Final Gasps: Battle of Festubert (1915)

Wednesday, May 26, 1915

In billets, Le Hamel

The Battalion War Diarist wrote for this day: “Received orders and left at 7 p.m. for trenches at Festubert, south of The Orchard towards Givenchy (La Bassée) to relieve Seely’s Detachment. * Took over from the Royal Canadian Dragoons.  Battalion of London Regt.(Territorials) on our right, 16th Canadian Scottish on left.  Some doubt as to exact position occupied by Seely’s Detachment, which was cleared up next day.  Difficult relief owing to lack of accurate information from H.Q. Seely’s Detachment. Relief not completed until 1 a.m. on 27th.” [1]

*  Note: We encountered Seely’s Detachment in the posting for May 6th 1915.  The Canadian Cavalry Brigade, which was sent from England to France earlier in May to reinforce the 4th Infantry Brigade was composed almost equally of men from two Canadian regiments, namely Lord Strathcona’s Horse, and the Royal Canadian Dragoons, as well as King Edward’s Horse, composed of British and colonial men.

Given request A
Extract every line of the records below that contains the word "fence", treating uppercase and lowercase as different.

Records for this task
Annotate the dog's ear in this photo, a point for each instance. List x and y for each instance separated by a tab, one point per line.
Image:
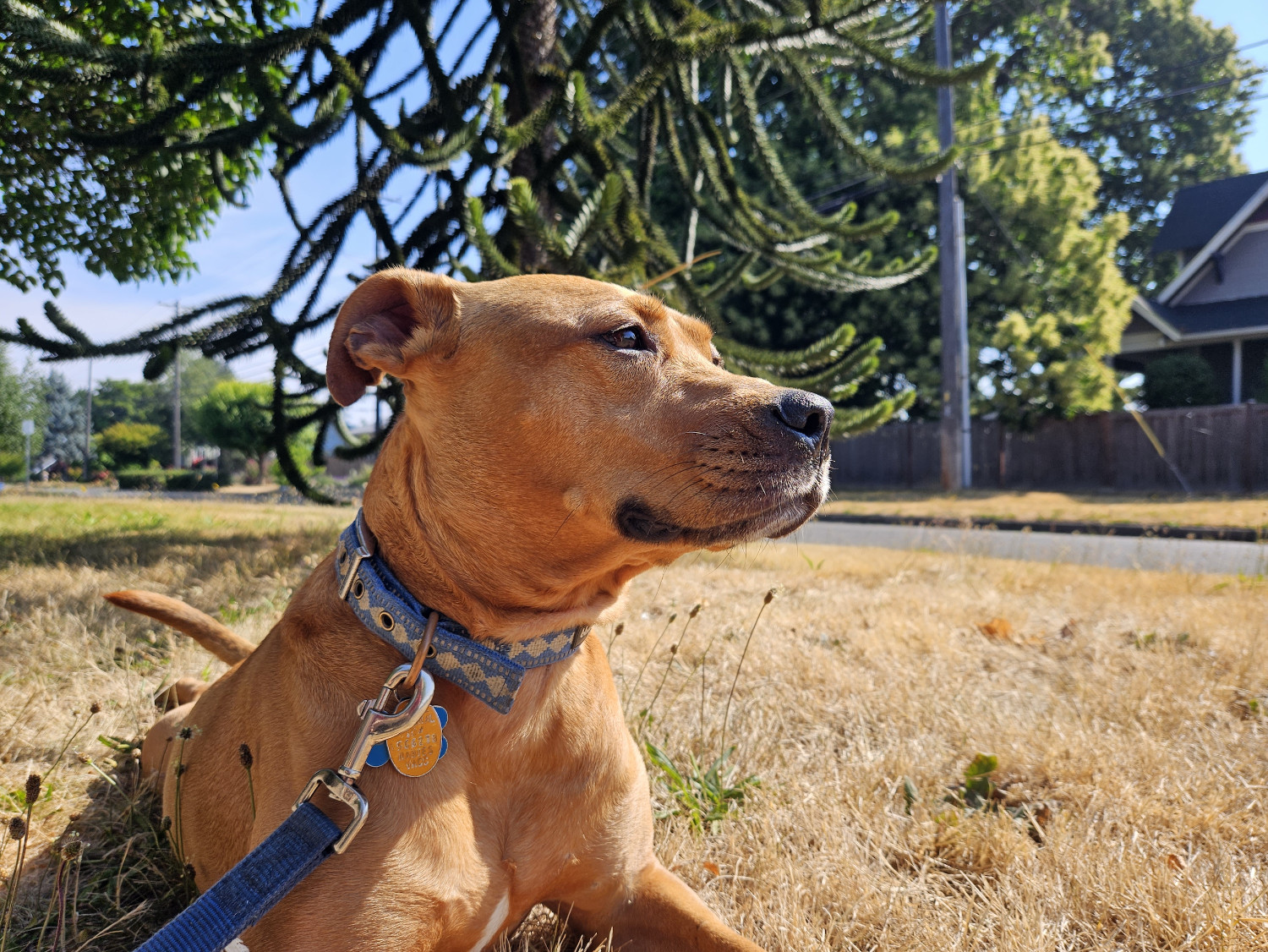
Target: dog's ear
390	320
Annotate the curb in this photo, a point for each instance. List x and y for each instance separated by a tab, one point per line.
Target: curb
1224	533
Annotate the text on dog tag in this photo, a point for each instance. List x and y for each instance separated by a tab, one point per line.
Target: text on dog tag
416	751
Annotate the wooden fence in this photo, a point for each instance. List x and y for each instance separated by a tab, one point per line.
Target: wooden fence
1217	451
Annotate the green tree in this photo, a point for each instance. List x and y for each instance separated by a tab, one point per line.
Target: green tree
129	402
1044	306
1151	91
131	444
545	154
63	423
150	401
20	393
238	416
1182	380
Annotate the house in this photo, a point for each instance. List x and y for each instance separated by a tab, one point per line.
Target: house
342	468
1217	306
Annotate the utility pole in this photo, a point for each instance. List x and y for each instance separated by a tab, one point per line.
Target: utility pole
955	431
28	430
175	406
88	423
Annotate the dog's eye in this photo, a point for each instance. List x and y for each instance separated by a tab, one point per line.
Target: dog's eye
631	337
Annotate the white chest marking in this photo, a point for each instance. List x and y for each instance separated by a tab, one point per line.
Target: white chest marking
495	924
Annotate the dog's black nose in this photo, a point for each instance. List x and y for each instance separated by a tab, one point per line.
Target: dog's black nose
806	415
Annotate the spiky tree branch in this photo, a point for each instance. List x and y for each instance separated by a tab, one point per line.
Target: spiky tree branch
544	151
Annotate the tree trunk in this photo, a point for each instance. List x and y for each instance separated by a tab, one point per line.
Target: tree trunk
535	36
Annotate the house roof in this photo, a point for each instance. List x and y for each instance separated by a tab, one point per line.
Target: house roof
1200	211
1217	319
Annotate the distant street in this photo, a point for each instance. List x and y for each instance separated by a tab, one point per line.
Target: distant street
1115	551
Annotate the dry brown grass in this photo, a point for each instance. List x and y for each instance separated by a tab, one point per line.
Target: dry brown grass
1042	506
1125	709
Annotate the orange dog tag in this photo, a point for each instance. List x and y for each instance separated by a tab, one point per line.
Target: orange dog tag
418	749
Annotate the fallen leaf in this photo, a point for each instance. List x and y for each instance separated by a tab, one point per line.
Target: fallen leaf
999	629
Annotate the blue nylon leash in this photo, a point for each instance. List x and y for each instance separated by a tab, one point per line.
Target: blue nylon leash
259	881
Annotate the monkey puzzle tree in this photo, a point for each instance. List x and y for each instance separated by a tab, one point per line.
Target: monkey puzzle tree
519	137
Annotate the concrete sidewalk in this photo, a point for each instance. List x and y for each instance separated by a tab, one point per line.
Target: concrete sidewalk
1115	551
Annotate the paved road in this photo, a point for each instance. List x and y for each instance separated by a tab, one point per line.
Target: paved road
1115	551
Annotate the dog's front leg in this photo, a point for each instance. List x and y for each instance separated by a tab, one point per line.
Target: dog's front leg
656	913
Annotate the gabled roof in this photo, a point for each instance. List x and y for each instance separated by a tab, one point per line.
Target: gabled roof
1217	241
1200	211
1212	320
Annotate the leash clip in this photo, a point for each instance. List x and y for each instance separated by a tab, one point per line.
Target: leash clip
380	721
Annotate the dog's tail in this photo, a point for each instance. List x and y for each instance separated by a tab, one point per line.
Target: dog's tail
210	634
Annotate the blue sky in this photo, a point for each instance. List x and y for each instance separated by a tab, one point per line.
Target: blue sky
246	245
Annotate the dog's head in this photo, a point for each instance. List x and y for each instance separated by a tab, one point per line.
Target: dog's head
588	416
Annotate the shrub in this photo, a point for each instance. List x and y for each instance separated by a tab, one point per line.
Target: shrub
199	480
136	478
13	467
174	479
1181	380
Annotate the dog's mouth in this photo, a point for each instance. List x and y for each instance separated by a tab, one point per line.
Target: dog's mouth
771	515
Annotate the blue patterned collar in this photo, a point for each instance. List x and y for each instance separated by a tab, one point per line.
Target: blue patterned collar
491	670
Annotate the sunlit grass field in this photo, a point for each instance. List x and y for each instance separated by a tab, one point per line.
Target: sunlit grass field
931	752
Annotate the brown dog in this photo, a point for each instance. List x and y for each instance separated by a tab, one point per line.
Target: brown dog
560	436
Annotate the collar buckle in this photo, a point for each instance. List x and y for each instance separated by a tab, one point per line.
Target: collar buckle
365	549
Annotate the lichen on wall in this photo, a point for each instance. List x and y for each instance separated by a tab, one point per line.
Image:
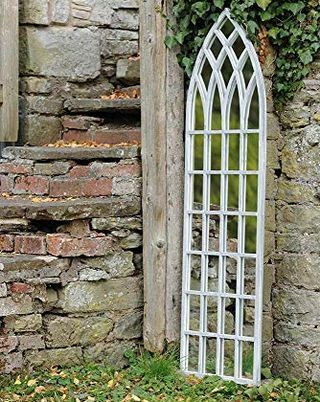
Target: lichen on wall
296	298
73	49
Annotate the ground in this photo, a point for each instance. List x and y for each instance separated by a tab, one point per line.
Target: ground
148	378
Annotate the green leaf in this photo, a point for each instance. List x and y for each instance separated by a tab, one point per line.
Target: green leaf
273	33
218	3
252	27
263	3
306	57
170	41
266	372
180	37
295	8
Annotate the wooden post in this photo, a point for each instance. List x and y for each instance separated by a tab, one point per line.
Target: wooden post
9	70
162	160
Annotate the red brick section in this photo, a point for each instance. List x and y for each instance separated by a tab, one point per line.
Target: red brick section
80	122
15	168
117	137
104	136
67	246
77	135
81	188
109	170
6	242
30	244
6	184
79	171
21	288
31	185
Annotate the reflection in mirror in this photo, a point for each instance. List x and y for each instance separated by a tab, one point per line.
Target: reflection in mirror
193	353
197	191
252	161
215	146
247	359
199	112
195	272
206	73
196	240
215	183
234	150
252	193
223	173
233	192
251	235
216	114
194	321
234	119
254	111
198	143
211	349
228	360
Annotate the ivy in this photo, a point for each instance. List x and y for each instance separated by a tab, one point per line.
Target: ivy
293	29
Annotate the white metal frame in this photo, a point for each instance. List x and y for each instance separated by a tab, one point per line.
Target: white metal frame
226	92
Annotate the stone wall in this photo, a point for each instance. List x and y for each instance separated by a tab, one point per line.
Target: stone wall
70	255
296	297
74	49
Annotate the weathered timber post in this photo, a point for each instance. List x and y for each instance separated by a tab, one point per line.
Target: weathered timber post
9	70
162	160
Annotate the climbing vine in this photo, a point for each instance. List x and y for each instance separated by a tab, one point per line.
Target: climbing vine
291	27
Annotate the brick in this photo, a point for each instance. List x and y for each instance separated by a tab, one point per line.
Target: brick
15	168
80	122
76	228
8	306
36	85
81	188
30	244
116	170
27	323
6	184
52	169
40	130
6	242
67	246
8	343
3	290
27	342
79	171
31	185
117	136
21	288
77	135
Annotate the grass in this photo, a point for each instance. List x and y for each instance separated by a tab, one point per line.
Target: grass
148	378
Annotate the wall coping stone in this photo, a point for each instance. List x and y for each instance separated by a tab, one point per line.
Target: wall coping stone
79	208
66	153
102	105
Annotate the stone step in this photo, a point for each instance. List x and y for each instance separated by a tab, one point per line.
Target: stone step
69	153
84	105
104	135
69	209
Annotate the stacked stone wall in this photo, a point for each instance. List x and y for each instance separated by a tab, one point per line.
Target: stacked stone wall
296	297
74	49
70	255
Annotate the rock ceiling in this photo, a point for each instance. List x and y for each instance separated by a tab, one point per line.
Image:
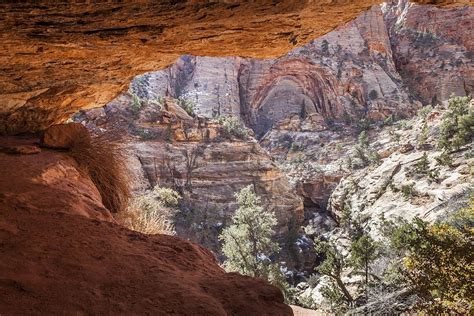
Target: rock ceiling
56	58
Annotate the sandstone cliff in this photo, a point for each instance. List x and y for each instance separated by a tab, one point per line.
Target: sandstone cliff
196	157
60	57
63	253
322	93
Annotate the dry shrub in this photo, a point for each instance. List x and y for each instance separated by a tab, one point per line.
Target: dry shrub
152	212
101	158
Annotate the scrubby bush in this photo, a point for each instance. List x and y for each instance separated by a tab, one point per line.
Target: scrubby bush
232	126
457	127
187	105
137	105
408	190
424	111
422	166
423	136
248	243
444	159
152	212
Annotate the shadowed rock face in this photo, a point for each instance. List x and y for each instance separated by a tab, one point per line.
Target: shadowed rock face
59	57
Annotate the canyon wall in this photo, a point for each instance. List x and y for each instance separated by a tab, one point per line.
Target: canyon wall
383	63
61	57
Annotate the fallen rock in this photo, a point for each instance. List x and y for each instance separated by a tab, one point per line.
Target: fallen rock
63	136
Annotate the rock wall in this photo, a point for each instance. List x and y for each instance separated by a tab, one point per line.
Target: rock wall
196	157
372	67
433	49
60	57
63	253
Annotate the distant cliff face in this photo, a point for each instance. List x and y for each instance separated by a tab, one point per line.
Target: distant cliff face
433	49
382	63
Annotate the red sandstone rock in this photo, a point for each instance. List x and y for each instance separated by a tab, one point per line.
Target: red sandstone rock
23	149
63	136
61	256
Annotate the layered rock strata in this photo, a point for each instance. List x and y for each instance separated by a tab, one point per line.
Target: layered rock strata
60	57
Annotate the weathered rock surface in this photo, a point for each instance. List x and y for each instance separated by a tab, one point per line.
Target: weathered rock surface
47	181
433	49
394	188
63	136
359	71
62	253
196	157
61	57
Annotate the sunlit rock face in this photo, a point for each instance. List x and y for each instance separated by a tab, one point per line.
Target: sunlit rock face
58	58
433	49
373	67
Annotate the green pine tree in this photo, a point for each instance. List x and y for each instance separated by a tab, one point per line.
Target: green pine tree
248	242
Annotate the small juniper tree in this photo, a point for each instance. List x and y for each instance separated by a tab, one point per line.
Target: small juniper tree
248	243
333	266
364	251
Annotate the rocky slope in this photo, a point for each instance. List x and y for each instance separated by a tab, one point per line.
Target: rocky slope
199	159
62	253
61	57
398	186
384	64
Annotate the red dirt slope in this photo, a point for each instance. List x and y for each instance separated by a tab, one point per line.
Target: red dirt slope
55	262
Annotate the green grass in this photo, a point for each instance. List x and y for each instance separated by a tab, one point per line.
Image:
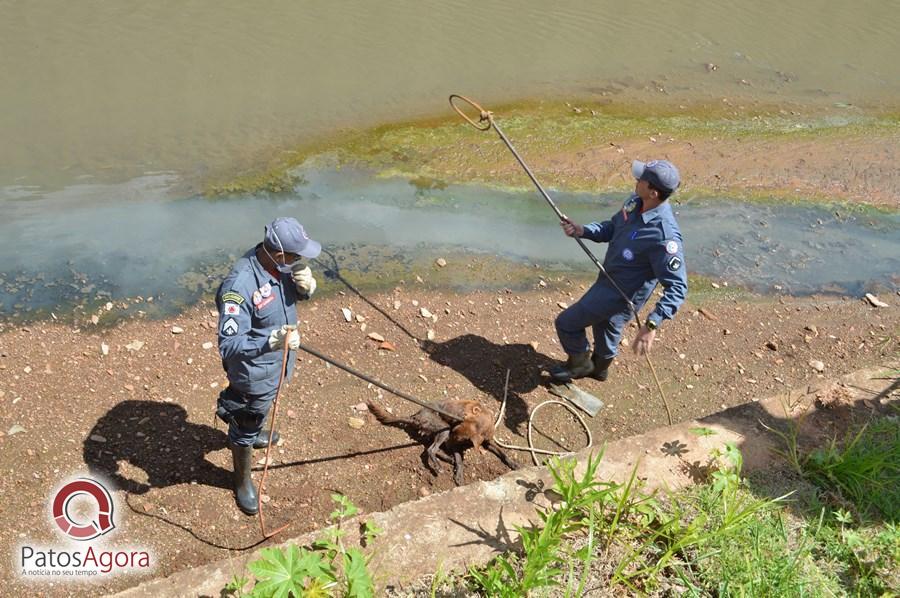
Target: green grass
725	537
835	536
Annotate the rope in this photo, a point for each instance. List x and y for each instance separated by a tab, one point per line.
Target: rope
262	481
487	117
530	448
381	385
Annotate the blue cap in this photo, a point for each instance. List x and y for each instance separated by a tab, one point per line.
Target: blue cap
287	236
662	174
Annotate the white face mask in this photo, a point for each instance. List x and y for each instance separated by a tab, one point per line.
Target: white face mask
284	268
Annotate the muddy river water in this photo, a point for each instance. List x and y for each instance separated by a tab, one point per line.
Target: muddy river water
113	90
145	244
107	106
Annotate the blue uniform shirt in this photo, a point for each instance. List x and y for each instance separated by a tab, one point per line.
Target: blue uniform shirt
644	249
252	303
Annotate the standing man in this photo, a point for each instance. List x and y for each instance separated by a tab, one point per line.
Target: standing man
257	321
644	248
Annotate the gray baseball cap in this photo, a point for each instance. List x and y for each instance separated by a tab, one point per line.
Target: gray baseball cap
287	235
662	174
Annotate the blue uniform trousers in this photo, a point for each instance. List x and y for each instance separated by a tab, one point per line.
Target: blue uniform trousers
604	309
244	414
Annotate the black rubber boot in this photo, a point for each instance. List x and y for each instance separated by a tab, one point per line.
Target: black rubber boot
577	366
262	441
601	367
244	490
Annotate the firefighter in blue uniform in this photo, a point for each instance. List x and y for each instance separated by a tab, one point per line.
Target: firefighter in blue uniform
257	322
645	247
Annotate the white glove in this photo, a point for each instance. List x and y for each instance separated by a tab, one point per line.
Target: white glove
280	336
303	278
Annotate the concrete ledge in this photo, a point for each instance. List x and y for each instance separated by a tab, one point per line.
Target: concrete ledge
469	525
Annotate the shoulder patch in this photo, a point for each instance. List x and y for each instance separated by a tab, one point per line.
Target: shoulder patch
230	327
232	296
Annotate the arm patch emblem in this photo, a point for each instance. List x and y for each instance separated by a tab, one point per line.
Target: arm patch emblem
674	263
232	296
230	327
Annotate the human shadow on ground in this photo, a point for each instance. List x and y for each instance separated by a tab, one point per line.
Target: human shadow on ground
157	439
484	364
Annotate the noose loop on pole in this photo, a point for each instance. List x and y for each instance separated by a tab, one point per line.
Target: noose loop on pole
485	122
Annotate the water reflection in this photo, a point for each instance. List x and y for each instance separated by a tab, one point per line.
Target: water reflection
60	253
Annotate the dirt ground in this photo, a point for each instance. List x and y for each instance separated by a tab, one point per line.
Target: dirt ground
143	415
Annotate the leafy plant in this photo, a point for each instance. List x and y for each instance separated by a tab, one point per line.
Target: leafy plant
543	550
328	569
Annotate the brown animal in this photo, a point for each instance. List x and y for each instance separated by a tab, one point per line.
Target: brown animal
477	427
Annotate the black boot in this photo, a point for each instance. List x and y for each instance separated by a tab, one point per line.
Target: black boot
601	367
244	490
577	366
262	441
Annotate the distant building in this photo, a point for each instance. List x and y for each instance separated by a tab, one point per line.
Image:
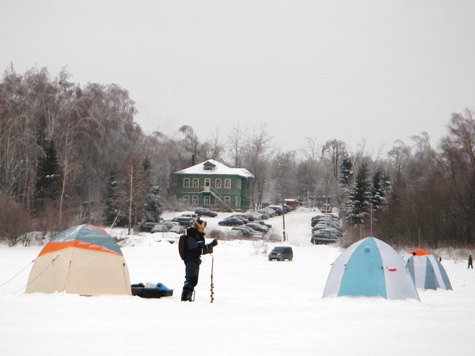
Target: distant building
212	184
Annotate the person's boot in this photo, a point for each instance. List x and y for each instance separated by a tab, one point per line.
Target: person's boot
186	295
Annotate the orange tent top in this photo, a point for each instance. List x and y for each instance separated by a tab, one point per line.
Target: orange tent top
419	252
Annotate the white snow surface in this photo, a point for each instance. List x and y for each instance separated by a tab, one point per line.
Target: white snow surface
260	307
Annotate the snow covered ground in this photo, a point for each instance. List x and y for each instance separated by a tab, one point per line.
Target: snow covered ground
260	307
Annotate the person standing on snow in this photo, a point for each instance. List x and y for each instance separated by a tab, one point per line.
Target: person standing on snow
194	247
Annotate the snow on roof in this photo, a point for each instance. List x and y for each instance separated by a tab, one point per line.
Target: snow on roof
219	168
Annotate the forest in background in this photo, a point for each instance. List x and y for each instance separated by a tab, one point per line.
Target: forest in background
73	154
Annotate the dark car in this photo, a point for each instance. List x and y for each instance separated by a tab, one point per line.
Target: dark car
146	226
184	221
281	253
206	212
245	232
260	222
231	222
258	227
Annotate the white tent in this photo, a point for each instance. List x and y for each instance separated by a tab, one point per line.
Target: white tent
370	267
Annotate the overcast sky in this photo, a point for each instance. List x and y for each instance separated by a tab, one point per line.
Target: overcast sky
352	70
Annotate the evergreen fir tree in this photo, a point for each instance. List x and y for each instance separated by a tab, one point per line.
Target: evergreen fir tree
359	200
152	207
379	190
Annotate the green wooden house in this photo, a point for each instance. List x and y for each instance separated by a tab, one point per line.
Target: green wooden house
211	184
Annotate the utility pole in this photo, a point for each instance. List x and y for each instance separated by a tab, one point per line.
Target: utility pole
284	238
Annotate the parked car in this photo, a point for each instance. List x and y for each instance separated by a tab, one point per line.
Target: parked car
258	227
190	215
249	216
206	212
231	222
324	236
264	213
281	253
263	223
146	226
177	229
240	216
160	227
278	209
245	232
183	221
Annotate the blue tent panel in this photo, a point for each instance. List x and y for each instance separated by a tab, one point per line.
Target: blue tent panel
430	281
364	274
444	275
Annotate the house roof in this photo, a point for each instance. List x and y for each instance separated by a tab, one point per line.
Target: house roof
219	169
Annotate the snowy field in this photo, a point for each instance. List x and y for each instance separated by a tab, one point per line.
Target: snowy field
260	307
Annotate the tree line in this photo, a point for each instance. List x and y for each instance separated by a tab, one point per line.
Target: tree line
73	154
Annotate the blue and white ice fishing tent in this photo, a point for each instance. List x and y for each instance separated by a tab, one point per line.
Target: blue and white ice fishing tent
370	267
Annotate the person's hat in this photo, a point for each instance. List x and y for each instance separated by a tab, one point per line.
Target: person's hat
200	224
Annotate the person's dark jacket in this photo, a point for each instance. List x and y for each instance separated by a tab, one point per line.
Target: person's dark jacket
194	244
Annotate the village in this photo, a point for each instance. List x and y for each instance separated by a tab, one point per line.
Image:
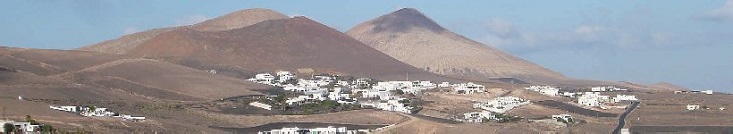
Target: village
348	91
31	126
396	96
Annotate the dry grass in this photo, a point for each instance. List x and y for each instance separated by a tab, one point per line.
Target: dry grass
348	117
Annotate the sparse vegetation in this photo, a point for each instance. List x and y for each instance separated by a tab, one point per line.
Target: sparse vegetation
8	128
325	106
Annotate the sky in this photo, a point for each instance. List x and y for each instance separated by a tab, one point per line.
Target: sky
688	43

Given request B
Extend the war diary post on the Battle of Festubert above, beginning right after its last sentence.

Exercise result A
Annotate the wooden fence in this photo, a point for each instance. List x and y for each instance separated by a tab, one point per line.
Target: wooden fence

Exercise result B
THIS DAY IN RMR HISTORY: “The final Canadian actions at Festubert were fought by “Seely’s Detachment”, which relieved the 2nd Brigade on 24 May. The detachment consisted of the headquarters and dismounted cavalry units of the Canadian Cavalry Brigade. Following the carnage of the 2nd Battle of Ypres, and in response to the desperate need for infantry, the cavalrymen volunteered to serve in France, and moved from their training camps in the United Kingdom on 4 May, numbering about 1,500 men, leaving behind their horses with British Yeomanry units. One squadron of Royal Canadian Dragoons received a day of instruction, otherwise, the 9 squadrons of dismounted troopers had no experience in trench routine or fighting. They went into the line opposite the also newly arrived 91st Reserve Regiment of the 2nd Guard Reserve Division, and on 25 May were ordered to cooperate with the 47th Division’s attack that evening.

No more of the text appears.